**TEXTE DE LA PAGE**

Aux origines, le 11 Septembre. Qu’on l’ait ignoré ou qu’on y ait cru, c’était bien le choc des civilisations qui se passait sous nos yeux là-bas. Pour ne pas mentir à mes lecteurs, il me manquait une grosse pièce du puzzle américain, et cette pièce s’appelait l’Irak. Chris Hondros m’y a conduit, et ensuite en Afghanistan. Chris allait partout où le monde se convulsait.

C’est en Irak que je l’ai vraiment découvert, là aussi que j’ai découvert qui j’étais. Ce qu’il aimait par-dessus tout, ce n’était pas l’exotisme de ces endroits, mais l’aventure humaine qui s’y déroulait. Il s’en fichait de l’Irak en soi, de ses mystères babyloniens ou des extravagances de son dictateur. L’US Army avait peu d’importance à ses yeux, même s’il avait passé tellement de temps avec les boys qu’un capitaine lui dit un jour en plaisantant qu’il pourrait obtenir une pension d’ancien combattant. Ce qui le fascinait, c’était l’occupation de l’Irak par l’armée américaine, de la même façon qu’il l’aurait été par celle de la France en 1944 ou du Vietnam en 1968.

**EXTRAITS DE DONNÉES**
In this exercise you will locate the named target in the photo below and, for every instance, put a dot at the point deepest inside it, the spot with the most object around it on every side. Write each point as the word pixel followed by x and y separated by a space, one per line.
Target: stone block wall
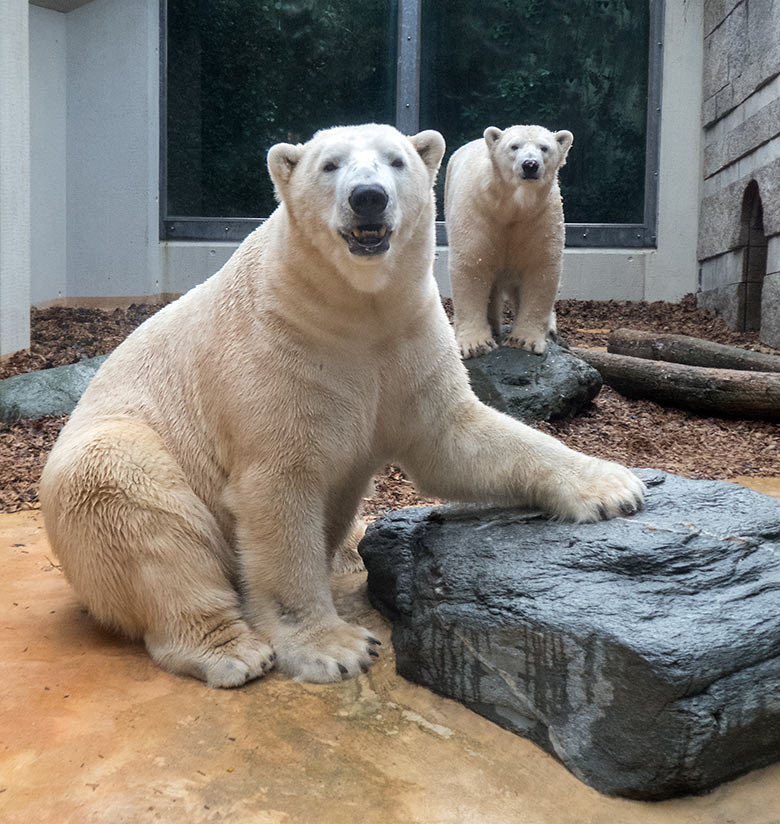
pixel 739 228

* * *

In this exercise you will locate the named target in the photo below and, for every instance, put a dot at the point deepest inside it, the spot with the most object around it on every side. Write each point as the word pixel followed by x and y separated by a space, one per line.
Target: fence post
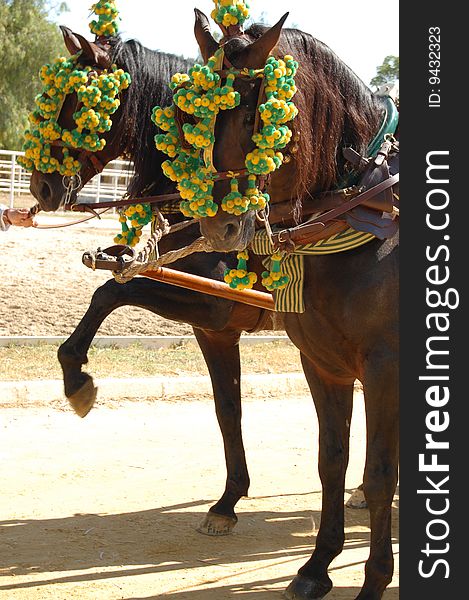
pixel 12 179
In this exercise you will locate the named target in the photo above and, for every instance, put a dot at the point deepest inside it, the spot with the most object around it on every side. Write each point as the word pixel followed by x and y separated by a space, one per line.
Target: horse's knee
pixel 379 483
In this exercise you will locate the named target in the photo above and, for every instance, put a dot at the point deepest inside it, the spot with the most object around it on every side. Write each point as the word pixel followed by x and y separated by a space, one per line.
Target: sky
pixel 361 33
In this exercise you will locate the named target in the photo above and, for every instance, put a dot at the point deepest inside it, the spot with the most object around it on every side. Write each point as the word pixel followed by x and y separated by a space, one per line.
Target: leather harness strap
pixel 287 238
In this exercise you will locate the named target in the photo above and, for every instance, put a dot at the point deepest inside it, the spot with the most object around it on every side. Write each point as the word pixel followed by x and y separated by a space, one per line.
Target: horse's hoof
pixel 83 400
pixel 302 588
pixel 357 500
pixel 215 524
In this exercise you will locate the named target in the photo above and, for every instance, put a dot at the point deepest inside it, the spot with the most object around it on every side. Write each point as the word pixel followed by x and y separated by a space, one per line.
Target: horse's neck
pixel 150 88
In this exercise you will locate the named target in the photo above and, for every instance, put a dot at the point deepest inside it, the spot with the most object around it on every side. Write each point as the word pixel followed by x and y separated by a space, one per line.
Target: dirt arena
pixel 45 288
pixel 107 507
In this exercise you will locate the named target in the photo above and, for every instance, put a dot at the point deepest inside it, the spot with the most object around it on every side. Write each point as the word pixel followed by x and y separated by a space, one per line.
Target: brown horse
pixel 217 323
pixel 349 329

...

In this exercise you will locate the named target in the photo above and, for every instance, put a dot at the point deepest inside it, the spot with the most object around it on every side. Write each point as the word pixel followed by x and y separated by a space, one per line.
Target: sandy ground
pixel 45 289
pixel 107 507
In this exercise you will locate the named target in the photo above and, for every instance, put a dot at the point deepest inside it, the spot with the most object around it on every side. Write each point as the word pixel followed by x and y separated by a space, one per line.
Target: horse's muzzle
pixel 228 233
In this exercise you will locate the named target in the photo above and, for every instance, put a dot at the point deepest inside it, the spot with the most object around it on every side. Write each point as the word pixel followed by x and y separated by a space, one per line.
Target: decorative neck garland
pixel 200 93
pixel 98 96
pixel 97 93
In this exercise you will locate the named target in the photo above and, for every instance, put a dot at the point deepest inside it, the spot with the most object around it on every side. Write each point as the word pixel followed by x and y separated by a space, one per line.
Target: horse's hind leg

**CONSIGNE A**
D'après le texte sur Chris Hondros, pourquoi l'Irak était-il indispensable au récit de la personne qui écrit ? Répondez en une à trois phrases.
**CONSIGNE B**
Répondez à ces questions à partir du texte sur Chris Hondros :
(i) Dans quel pays Chris Hondros a-t-il conduit la personne qui écrit après l'Irak ?
(ii) Selon un capitaine, qu'est-ce que Chris pourrait obtenir ?
(iii) Qu'est-ce que Chris aimait par-dessus tout dans ces endroits ?
**CONSIGNE C**
Poursuivez le texte sur Chris Hondros après sa dernière phrase.

**RÉPONSE A**
Pour ne pas mentir à ses lecteurs, il lui manquait une grosse pièce du puzzle américain, et cette pièce, c'était l'Irak. C'est Chris Hondros qui l'y a conduit.

**RÉPONSE B**
(i) En Afghanistan.
(ii) Une pension d'ancien combattant.
(iii) L'aventure humaine qui s'y déroulait.

**RÉPONSE C**
Robert Capa et Larry Burrows avaient ouvert la voie, forgé la tradition du photographe intellectuel. Hondros, comme il aimait qu’on l’appelle, s’y inscrivait parfaitement. Le type qui sait prendre une photo mais qui sait aussi en parler, à une tribune ou devant un verre dans un pub à New York.

Il voulait voir le monde en contrastes, lorsque deux peuples s’ajustent l’un à l’autre, contraints de vivre dans les mêmes rues, de respirer le même air, pour un sacré bout de temps, avec au départ presque rien en commun. À travers ses photos, il voulait expliquer les contrastes, saisir ces moments qui font l’Histoire, mais aussi capturer l’éclair d’humanité qui, au détour de l’abîme, réunit les hommes.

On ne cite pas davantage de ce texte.